▸ PROMPT 1:
According to the article on black bears in winter, when does a pregnant black bear wake up to give birth?
▸ PROMPT 2:
Please resume the article on black bears in winter after its last sentence.

▸ TEXT BLOCK:

● ● ● ●

Bear den.
A den buried deep in snow at Aspen Valley is where bear cubs sleep the winter away, waiting for their internal alarm to wake them when spring has arrived.
Submitted photo
The area of cottage country, and for that matter, all of North America, has experienced some unusual changes in weather this past winter.
Some days the temperature has been considerably below 0 degrees Celsius, while other days are much warmer, even into double digits in southern Ontario, encouraging certain species to come out of their winter homes. Even a garter snake was recently observed crossing a sidewalk in Cambridge, Ontario on one of these warmer days.
As a result, staff has received inquiries about whether or not bears have come out of hibernation.
Black bears are not true hibernators. They do not greatly lower their body temperature or lower their heart rate. They begin their preparations for winter in summer when they begin to gorge on berries and other food to gain a considerable amount of weight. In early autumn a bear (and any cubs with her) will gather up leaves, twigs, plant materials into a den to create a nest. An unidentified signal tells them in late fall that it is time to bed down for the winter.
They do not need to eat, drink, urinate, defecate or exercise during this period of time, but depend upon their body’s fat tissues to break down and supply water and calories and their muscle and organ tissues to provide protein. A pregnant black bear will wake up in January just long enough to give birth, then goes back to slumbering, awakening up occasionally to lick the cubs and tend to them. The cubs do not hibernate. but suckle their mother when hungry and stay warm cuddled up against her warm belly. And so, a slumbering bear has no need to awaken during the warmer days of winter, as it has all it needs within itself until some unknown cue awakens the bears in late April to come out and resume their lives when their food supply will again be plentiful.
An interesting result of research on hibernating bears is the possibility of benefits to humans. Studies are indicating a break-through in many areas, from organ preservation to kidney disorders, to long-distance space travel.

● ● ● ●

Region pointing data
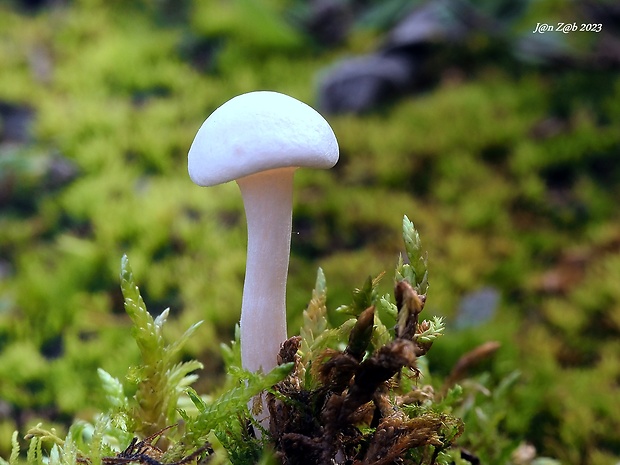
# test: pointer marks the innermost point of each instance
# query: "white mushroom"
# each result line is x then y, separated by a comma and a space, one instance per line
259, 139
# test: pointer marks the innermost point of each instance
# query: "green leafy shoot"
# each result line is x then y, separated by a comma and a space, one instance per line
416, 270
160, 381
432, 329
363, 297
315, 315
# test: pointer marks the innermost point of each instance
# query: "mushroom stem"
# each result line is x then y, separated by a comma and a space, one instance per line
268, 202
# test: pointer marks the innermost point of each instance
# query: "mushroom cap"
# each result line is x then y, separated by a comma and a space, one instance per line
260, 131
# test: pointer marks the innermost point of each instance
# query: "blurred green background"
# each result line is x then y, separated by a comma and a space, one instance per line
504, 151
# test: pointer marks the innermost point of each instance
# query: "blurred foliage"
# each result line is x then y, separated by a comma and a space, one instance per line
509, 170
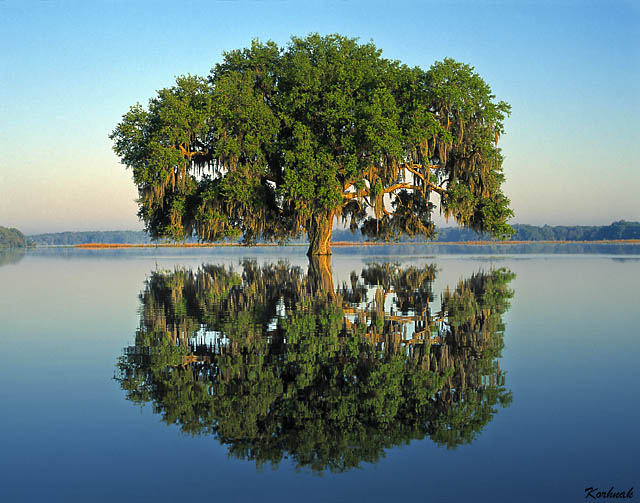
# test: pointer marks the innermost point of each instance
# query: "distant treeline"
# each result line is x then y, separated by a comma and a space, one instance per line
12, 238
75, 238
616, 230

● ● ● ●

▸ RESPONSE 1:
In January.

▸ RESPONSE 2:
True hibernators such as squirrels, bats or groundhogs, can reduce their body temperature to almost the same as that of the outdoors, so that they can avoid having to find food. But if there is a warm period during the traditionally cold days of winter, they will come out searching for food. This can lead us to believe that animals enter hibernation to avoid the cold weather. These hibernators can suppress their metabolism so that they can avoid having to find food on bitterly cold days, but it is not the inability to deal with cold weather that drives these animals to stay in their nests, but rather an adaptation for the lack of food available in winter (Gavan Watson, U. of Guelph).
Bernd Heinrich has written an interesting book entitled Winter World: The Ingenuity of Animal Survival, which explains in depth the various strategies used by animals to prepare for winter. For instance, chipmunks’ “availability of stored food affects whether it remains active or enters hibernation, meaning that in years with lots of available food, they can be active the entire winter and don’t need to suppress their metabolism”.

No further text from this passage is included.